--- WRITTEN INSTRUCTION ---
Reproduce every one of the rows below word for word, but leave the pictures out of your copy.

--- Begin DATA IN THIS EXERCISE ---

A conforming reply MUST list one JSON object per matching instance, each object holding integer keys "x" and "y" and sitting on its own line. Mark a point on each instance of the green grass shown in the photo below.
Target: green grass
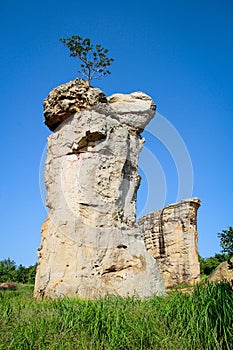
{"x": 178, "y": 321}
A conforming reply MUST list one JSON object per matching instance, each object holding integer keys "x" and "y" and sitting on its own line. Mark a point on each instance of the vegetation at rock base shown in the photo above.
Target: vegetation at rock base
{"x": 94, "y": 62}
{"x": 202, "y": 320}
{"x": 226, "y": 241}
{"x": 208, "y": 265}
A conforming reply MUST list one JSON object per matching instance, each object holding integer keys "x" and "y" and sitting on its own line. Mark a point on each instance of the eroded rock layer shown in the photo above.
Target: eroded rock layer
{"x": 171, "y": 238}
{"x": 91, "y": 244}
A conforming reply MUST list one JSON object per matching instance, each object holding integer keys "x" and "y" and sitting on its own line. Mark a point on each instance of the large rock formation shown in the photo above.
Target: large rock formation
{"x": 171, "y": 237}
{"x": 91, "y": 244}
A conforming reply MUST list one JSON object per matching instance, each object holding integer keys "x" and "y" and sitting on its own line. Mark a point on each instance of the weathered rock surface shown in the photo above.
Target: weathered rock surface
{"x": 68, "y": 99}
{"x": 224, "y": 272}
{"x": 91, "y": 244}
{"x": 171, "y": 238}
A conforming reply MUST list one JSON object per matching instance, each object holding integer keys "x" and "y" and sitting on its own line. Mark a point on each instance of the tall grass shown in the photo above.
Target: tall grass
{"x": 202, "y": 320}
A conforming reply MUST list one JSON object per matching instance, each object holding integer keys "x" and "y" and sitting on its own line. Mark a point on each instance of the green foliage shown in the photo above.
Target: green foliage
{"x": 179, "y": 321}
{"x": 9, "y": 272}
{"x": 226, "y": 241}
{"x": 208, "y": 265}
{"x": 95, "y": 63}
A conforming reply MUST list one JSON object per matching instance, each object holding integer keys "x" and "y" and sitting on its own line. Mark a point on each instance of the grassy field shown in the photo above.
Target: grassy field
{"x": 178, "y": 321}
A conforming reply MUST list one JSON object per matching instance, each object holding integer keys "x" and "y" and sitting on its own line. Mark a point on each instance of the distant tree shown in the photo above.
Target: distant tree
{"x": 95, "y": 63}
{"x": 208, "y": 265}
{"x": 226, "y": 241}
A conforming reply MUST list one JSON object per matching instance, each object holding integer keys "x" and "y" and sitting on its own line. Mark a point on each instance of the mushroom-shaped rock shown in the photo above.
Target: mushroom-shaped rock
{"x": 68, "y": 99}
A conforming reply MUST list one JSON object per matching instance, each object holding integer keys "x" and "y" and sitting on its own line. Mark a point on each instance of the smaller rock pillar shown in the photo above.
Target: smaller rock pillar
{"x": 171, "y": 238}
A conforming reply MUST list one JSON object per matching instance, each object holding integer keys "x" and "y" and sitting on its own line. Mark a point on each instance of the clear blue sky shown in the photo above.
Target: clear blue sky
{"x": 178, "y": 52}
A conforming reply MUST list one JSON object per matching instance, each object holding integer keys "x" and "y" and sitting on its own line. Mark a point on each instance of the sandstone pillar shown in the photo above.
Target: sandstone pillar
{"x": 91, "y": 244}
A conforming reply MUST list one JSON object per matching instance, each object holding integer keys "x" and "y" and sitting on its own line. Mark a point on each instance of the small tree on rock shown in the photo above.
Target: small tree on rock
{"x": 95, "y": 63}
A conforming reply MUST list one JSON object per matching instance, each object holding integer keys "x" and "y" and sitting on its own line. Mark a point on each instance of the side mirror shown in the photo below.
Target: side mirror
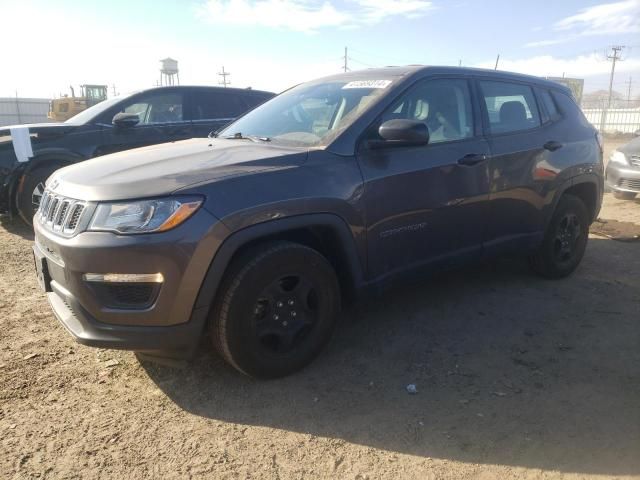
{"x": 125, "y": 120}
{"x": 402, "y": 133}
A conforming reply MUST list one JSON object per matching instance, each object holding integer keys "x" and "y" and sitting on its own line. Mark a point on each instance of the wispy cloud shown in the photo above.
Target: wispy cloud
{"x": 604, "y": 19}
{"x": 309, "y": 15}
{"x": 547, "y": 65}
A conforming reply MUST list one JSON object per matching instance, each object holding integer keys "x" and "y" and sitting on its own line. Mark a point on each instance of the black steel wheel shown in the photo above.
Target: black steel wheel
{"x": 565, "y": 240}
{"x": 277, "y": 309}
{"x": 624, "y": 195}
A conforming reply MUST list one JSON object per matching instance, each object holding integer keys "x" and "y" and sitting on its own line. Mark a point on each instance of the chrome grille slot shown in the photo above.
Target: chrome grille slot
{"x": 74, "y": 218}
{"x": 60, "y": 214}
{"x": 52, "y": 209}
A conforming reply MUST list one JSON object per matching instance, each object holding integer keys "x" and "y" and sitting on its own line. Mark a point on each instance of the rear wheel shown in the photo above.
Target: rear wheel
{"x": 277, "y": 309}
{"x": 28, "y": 200}
{"x": 624, "y": 195}
{"x": 565, "y": 240}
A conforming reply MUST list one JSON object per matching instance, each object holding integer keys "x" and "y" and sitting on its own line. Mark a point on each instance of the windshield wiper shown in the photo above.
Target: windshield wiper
{"x": 239, "y": 136}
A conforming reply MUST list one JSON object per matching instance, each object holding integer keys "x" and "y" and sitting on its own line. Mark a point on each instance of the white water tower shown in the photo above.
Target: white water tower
{"x": 169, "y": 72}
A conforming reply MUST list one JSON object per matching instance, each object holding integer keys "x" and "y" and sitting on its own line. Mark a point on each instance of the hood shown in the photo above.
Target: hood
{"x": 53, "y": 128}
{"x": 163, "y": 169}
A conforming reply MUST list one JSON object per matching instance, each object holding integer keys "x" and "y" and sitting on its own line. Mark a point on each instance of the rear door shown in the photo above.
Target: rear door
{"x": 427, "y": 204}
{"x": 161, "y": 119}
{"x": 519, "y": 177}
{"x": 213, "y": 108}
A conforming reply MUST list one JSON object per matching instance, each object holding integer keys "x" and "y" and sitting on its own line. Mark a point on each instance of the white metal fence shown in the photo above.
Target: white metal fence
{"x": 15, "y": 111}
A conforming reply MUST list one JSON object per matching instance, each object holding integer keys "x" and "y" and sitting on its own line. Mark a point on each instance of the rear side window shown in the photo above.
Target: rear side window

--- End DATA IN THIS EXERCISE ---

--- ANSWER TO THE EXERCISE ---
A conforming reply MUST list one JSON object per matching instance, each object holding integer keys "x" and "y" and sitting on its own line. Mark a point on each instance of the green grass shown in the photo below.
Target: green grass
{"x": 178, "y": 321}
A conforming reply MUST list one JSON object per matching instance, each object holding integer keys "x" and "y" and sitting on its own line. Mark a point on each instance of the vegetation at rock base shown in the photo above.
Target: vegetation at rock base
{"x": 94, "y": 62}
{"x": 202, "y": 320}
{"x": 226, "y": 241}
{"x": 208, "y": 265}
A conforming reply MUST list one JSON object per matching instance, each object holding integer keys "x" and "y" and sitting on its own line. Mark a point on each instance of the eroded rock layer shown in the photo above.
Target: eroded rock layer
{"x": 171, "y": 238}
{"x": 91, "y": 244}
A conforming reply MUST list one JSON object per matching instance, each object holding integer keys "x" and "y" and sitting on its own line. Mark a point on each instance of the large rock formation shown in the photo above.
Target: large rock formation
{"x": 171, "y": 237}
{"x": 91, "y": 244}
A conforming reply MUST list one JSON object per matching instance, each object holding integer keys "x" and "y" and sitting on its own line. Mark a point on each instance of the weathered rock surface shown in the photo above.
Target: weathered rock surface
{"x": 68, "y": 99}
{"x": 224, "y": 272}
{"x": 91, "y": 244}
{"x": 171, "y": 238}
A conforming reply MUST list one JSON object per matching instance, each object holding integer keys "x" and "y" and sitting on its own line. Mark a point on each instance of the tall grass shown in the photo above.
Target: tall grass
{"x": 202, "y": 320}
A conforming reply MUST list one JSON object per matching instance, each object holding integer keys "x" and "y" and sitting on its own line. Mark a point on each instance of the green foliage shown in the photo above.
Target: green foliage
{"x": 179, "y": 321}
{"x": 9, "y": 272}
{"x": 226, "y": 241}
{"x": 208, "y": 265}
{"x": 95, "y": 63}
A conforming reply MUST list one JSON object per matching instance, each object holding integer keys "x" and "y" and sitting on its own line. Mark a point on each instance of the grassy field shown in the photo above.
Target: grassy field
{"x": 178, "y": 321}
A conforming reply MUST list one JSON object per matching instance, each object holding integer keys "x" and "y" and sitting on its own line. Mark a point on each instance of the distant tree shown in the photo above.
Target: distant tree
{"x": 95, "y": 63}
{"x": 208, "y": 265}
{"x": 226, "y": 241}
A conforming reply MUST list one JSON object per matching instance, each object holding integer keys "x" and "y" and sitting on its own line. Mark a point on each instance of the mushroom-shaped rock shown in the photo above.
Target: mushroom-shaped rock
{"x": 68, "y": 99}
A conforming reply MUST list one JSON object per matching instance, each object holding integer keys "x" and "y" and sitting on its own line. Mark a point on each instance of the smaller rock pillar shown in the photo above.
Target: smaller rock pillar
{"x": 171, "y": 238}
A conforming reply MUST list one JSON object per matching instance, each object holding integer keys "x" and "y" and sitting on its own line. Mark a point on each instance of the clear blue sky shown in the photo above.
Target: clear blue sky
{"x": 178, "y": 52}
A conforming reply MUST list one JSON object per matching instance, each object holding integer keys "x" and "y" and sitting on its own line. Mark a point on each instance of the sandstone pillar shown in the photo above.
Target: sandstone pillar
{"x": 91, "y": 244}
A conforming reply MUST list one JSON object per matching instance, each object holding integer keys "x" and "y" and sitting on its own line. Mark a point on each instance of the small tree on rock shown in the photo above.
Target: small tree on rock
{"x": 95, "y": 63}
A conforming reply MUST list one JSON object per matching instance, each object holding integer keys "x" and "y" and sitting on its own line. Mark a point on each instance of the side mirror shown in the photo below.
Target: side mirror
{"x": 125, "y": 120}
{"x": 402, "y": 133}
A conforming reply MUST list one JSON object per matching instance, each object holding integer keys "x" and "y" and sitting on its own line. Mark a point on each instance of the wispy cloud shown in the photo above.
Target: wispy cloud
{"x": 604, "y": 19}
{"x": 309, "y": 15}
{"x": 547, "y": 65}
A conforming reply MUST list one JSON object per matching instance, each object holding integer keys "x" and "y" and sitting on its own line. Mark a point on each instance of the black steel wheel shown in the photo above.
Target: black steel wheel
{"x": 565, "y": 240}
{"x": 277, "y": 309}
{"x": 624, "y": 195}
A conforming reply MUST list one JSON object per matching instance, each object holding integer keys "x" and "y" and sitting on its own line. Mark a point on each instance of the chrome grille slot shown in the photo above.
Target: chrome grille slot
{"x": 74, "y": 218}
{"x": 60, "y": 214}
{"x": 52, "y": 209}
A conforming reply MUST list one JSON object per matching instance, each object holding integer keys "x" and "y" and sitting on its own line. Mark a point on each instance of the rear wheel shown in the photo above.
Target: rear wheel
{"x": 277, "y": 309}
{"x": 28, "y": 200}
{"x": 624, "y": 195}
{"x": 565, "y": 240}
A conforming reply MUST list one JSON object per matching instance, each object holding integer keys "x" and "y" and sitting on its own line. Mark a point on each instance of the windshield wiper shown in the photo above.
Target: windshield wiper
{"x": 239, "y": 136}
A conforming reply MUST list one JSON object per matching instance, each object holding integer keys "x" and "y" and sitting on its own line. Mark a point on each instance of the white water tower shown in the photo above.
Target: white water tower
{"x": 169, "y": 72}
A conforming reply MUST list one JSON object per matching instance, each object holding integer keys "x" and "y" and sitting on its own line. Mark a point on each instance of the hood shown in the photo above.
Target: hood
{"x": 53, "y": 128}
{"x": 163, "y": 169}
A conforming reply MUST list one JSON object per matching instance, each object holding integer keys "x" and "y" and sitting on its own line. Mark a point on each instance of the rear door shown in the photo above.
Target: rear door
{"x": 427, "y": 204}
{"x": 161, "y": 119}
{"x": 519, "y": 177}
{"x": 213, "y": 108}
A conforming reply MUST list one JSON object per matching instance, each object holding integer keys "x" and "y" and sitting on its own line. Mark a point on each instance of the white metal fence shown in the photo above.
Target: white metal fence
{"x": 15, "y": 111}
A conforming reply MUST list one JSON object per matching instance, each object holding integer keys "x" and "y" and sitting on its own line. Mark a point on each instance of the rear side window shown in the photo above.
Target: rear side window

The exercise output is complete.